>> Start
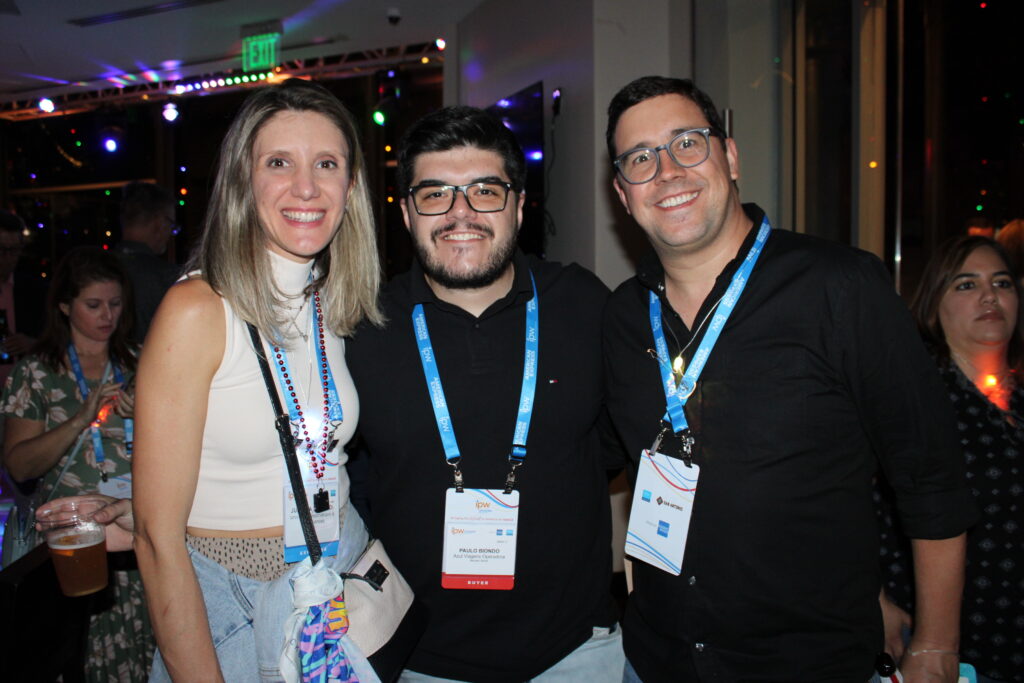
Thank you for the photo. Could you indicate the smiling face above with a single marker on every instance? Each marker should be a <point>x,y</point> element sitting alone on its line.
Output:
<point>682,210</point>
<point>300,182</point>
<point>979,307</point>
<point>463,249</point>
<point>94,313</point>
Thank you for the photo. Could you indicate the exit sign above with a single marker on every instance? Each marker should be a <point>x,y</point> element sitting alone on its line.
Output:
<point>260,52</point>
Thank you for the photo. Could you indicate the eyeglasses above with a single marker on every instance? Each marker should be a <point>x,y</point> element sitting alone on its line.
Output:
<point>689,148</point>
<point>434,200</point>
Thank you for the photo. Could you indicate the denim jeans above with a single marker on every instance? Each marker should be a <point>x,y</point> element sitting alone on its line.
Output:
<point>247,616</point>
<point>597,660</point>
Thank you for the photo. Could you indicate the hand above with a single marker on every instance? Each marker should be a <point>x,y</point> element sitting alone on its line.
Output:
<point>17,344</point>
<point>922,664</point>
<point>116,516</point>
<point>104,394</point>
<point>895,621</point>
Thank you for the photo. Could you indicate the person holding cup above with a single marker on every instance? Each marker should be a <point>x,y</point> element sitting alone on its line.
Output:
<point>69,411</point>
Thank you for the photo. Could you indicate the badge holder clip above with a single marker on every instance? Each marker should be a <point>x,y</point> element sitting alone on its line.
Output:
<point>459,483</point>
<point>515,460</point>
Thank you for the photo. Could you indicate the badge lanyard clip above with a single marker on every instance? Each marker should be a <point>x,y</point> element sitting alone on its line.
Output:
<point>528,392</point>
<point>678,392</point>
<point>459,482</point>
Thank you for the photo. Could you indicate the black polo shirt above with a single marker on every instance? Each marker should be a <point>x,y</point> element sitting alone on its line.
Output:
<point>563,559</point>
<point>818,375</point>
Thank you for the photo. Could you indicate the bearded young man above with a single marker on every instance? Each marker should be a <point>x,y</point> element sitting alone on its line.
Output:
<point>488,375</point>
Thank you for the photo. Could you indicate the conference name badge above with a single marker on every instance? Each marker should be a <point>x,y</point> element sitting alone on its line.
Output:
<point>480,531</point>
<point>659,518</point>
<point>326,517</point>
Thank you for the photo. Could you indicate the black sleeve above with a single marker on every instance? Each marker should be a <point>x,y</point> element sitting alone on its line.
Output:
<point>902,406</point>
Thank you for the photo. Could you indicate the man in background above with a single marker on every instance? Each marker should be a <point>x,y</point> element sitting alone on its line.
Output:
<point>146,224</point>
<point>22,301</point>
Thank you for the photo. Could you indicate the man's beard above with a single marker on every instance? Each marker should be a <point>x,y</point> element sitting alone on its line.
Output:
<point>484,274</point>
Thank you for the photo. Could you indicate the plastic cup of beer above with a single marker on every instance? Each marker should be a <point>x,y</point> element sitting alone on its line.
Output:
<point>77,546</point>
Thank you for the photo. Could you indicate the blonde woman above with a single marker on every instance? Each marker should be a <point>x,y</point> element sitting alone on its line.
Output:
<point>289,246</point>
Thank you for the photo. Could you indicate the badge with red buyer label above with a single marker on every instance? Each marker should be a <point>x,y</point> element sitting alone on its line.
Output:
<point>480,531</point>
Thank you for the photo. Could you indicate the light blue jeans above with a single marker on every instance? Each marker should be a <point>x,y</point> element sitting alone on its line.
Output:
<point>600,659</point>
<point>247,616</point>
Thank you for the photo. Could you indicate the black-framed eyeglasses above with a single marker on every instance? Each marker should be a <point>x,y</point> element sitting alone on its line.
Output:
<point>688,148</point>
<point>434,200</point>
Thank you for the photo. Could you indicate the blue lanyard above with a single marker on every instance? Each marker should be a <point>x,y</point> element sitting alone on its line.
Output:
<point>83,387</point>
<point>335,412</point>
<point>677,395</point>
<point>526,394</point>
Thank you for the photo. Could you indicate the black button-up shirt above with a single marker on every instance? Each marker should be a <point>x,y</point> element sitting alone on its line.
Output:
<point>818,375</point>
<point>563,555</point>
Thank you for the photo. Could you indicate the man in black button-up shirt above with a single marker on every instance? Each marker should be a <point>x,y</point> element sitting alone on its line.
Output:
<point>817,377</point>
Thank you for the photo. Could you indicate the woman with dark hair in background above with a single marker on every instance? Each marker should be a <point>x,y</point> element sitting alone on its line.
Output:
<point>68,408</point>
<point>968,310</point>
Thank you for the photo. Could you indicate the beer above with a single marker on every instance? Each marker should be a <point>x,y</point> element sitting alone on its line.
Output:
<point>77,544</point>
<point>79,556</point>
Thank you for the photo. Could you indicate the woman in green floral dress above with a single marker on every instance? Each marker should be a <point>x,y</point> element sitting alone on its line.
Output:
<point>71,399</point>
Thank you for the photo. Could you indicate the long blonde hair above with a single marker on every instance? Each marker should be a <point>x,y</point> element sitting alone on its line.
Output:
<point>231,254</point>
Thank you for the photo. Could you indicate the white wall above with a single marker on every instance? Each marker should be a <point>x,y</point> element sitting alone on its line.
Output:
<point>737,45</point>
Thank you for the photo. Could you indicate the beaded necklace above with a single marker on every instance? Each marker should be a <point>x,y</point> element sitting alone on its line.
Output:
>> End
Please give all the items above again, renaming "marker" to "dot" wherever it occurs and changing nothing else. Leave the pictures out.

Thank you for the photo. Could you indicate the smiling face above with a single dot on every instance? Each dot should be a <point>x,y</point> element sitting alone on its line.
Output:
<point>682,210</point>
<point>300,182</point>
<point>979,307</point>
<point>463,249</point>
<point>94,313</point>
Thank you for the photo. Could you indicate the exit sign above with a single dot on every instance? Each dot should be a <point>x,y</point> element sitting alone on its line.
Output:
<point>260,52</point>
Thank you for the photo. Could you indicate the eyeglasses above with a single dot on every instance? Each dot should be a <point>x,y</point> element sitting alone on its line.
Output:
<point>689,148</point>
<point>434,200</point>
Thank you for the photo. Could you indicate the denim jeans above with a single dot on every instance? Each dot should be a <point>x,y</point> element sitting alone on its line.
Output:
<point>247,616</point>
<point>597,660</point>
Thank you for the photo. Could you indicate the hand above with a single dot on every instance? Each dot should be a <point>x,y</point> element sitting alone on its line.
Output:
<point>17,344</point>
<point>922,664</point>
<point>116,516</point>
<point>104,394</point>
<point>895,621</point>
Thank you for the photo. Could you indicate the person holding cup above with a single dot on every instance? Each dot should be a <point>x,y</point> element sitting alone on its line.
Output:
<point>69,411</point>
Thank you for the photo. Could you indicate the badge holder clip above with a single dot on every instance? Each dot should be a <point>x,y</point> element sitting alone on its line.
Output:
<point>459,483</point>
<point>515,460</point>
Thank you for the photo. Could you indicate the badge lanyard clip above with a single dot on every instance? Each dot should be a <point>x,y</point> element sitting alone on its line.
Output:
<point>528,392</point>
<point>678,392</point>
<point>459,482</point>
Thank you for the photo. Could you indicate the black polo shirt above with a single dot on every instance? Each dot should be a <point>x,y</point> element sitting alone on its line.
Output:
<point>563,559</point>
<point>818,375</point>
Thank you for the photo. Could you indicate the bearded young man above with a single dot on every instance? Each dot should be a <point>x,y</point> element sitting alone on its line.
Output:
<point>488,375</point>
Thank you for the photo. Could you indicate the conference name badge above with a single dot on every instance? Each dot should be a <point>x,y</point> element sitting alone on its line.
Output:
<point>480,531</point>
<point>659,518</point>
<point>326,517</point>
Thank you for the photo. Could you indicate the black sleeve above with a single dot on every instance? Each dot should be a <point>x,y</point> element sitting alone on its line.
Output:
<point>902,406</point>
Thank you for the photo. Could you indicate the man in background above with a single dot on every instance? Each dot should be a <point>x,y</point> element sitting alone on its line.
Output:
<point>146,224</point>
<point>22,301</point>
Thank you for the photo. Could you indicate the man's beard above with a single dot on every instance? Each dot should be a <point>x,y</point> element sitting alone on its line.
Output:
<point>484,274</point>
Thank you for the photo. Could you indicate the plastic cup of beer above with a single dot on every instance? Each dot should be a <point>x,y</point> element sitting alone on its line.
Output:
<point>77,546</point>
Thank you for the photo. Could you indicate the blonde woman above with a single dot on every instance? Each dot should be a <point>x,y</point> element sitting alone on its line.
Output:
<point>289,246</point>
Thank you for the photo. Could you indicate the badge with red buyer label above with a single dot on every instance? Each dot should be a <point>x,y</point> element sitting alone on its line.
Output:
<point>480,531</point>
Thank you for the photo. Could you indicate the light blue jeans above with a single dot on every instance? Each dot should be a <point>x,y</point> element sitting alone on its line.
Output:
<point>600,659</point>
<point>247,616</point>
Thank you for the photo. Could you indicate the black-framed eyeglasses above with a single dot on every instance? Each dot should be a <point>x,y</point> element sitting alone on its line.
Output:
<point>688,148</point>
<point>434,200</point>
Thank you for the photo. Could you indicate the blue lanyard above with a single dot on every instance? Each dot should be a <point>x,y</point> element sitting alone on its line.
Output:
<point>83,387</point>
<point>335,412</point>
<point>677,395</point>
<point>526,394</point>
Thank you for the photo. Could you indicate the black button-up shirt above with a single dot on every instance? Each dot should be a <point>x,y</point> element sitting alone on its line.
Output:
<point>818,375</point>
<point>563,555</point>
Thank you for the photo. Could you indicate the man in black button-up shirt above with a single dot on every instance? Each dot should be a <point>x,y</point> element sitting alone on its line.
Output:
<point>817,377</point>
Thank you for the photo. Could you indicate the woman with dark hair in background above with a single dot on every instance? Each dot should be a <point>x,y</point> element sitting alone on its line.
Output:
<point>68,408</point>
<point>968,310</point>
Thank you for the photo. Could you indicate the beer above with a single dot on every instance? Each dot should be a <point>x,y</point> element sitting alone on its line.
Output:
<point>77,544</point>
<point>79,556</point>
Thank you for the photo. Could you indicate the woman in green floral dress above with a single dot on every instance? Each dot should be a <point>x,y</point> element sitting alone on its line.
Output:
<point>71,399</point>
Thank you for the photo. Could you indicate the long blonde hair above with a single dot on every instance? Each dot should be a <point>x,y</point> element sitting alone on its line.
Output:
<point>231,254</point>
Thank you for the photo. Could you indicate the white wall above with a single dot on every instance? Each dot should be a <point>x,y</point> element sitting alone on its line.
Output:
<point>737,45</point>
Thank you for the photo. Could you indicate the beaded necklace above with a single dot on every instance? Each dot should be a <point>x,y</point> element sitting alone on its line.
Output:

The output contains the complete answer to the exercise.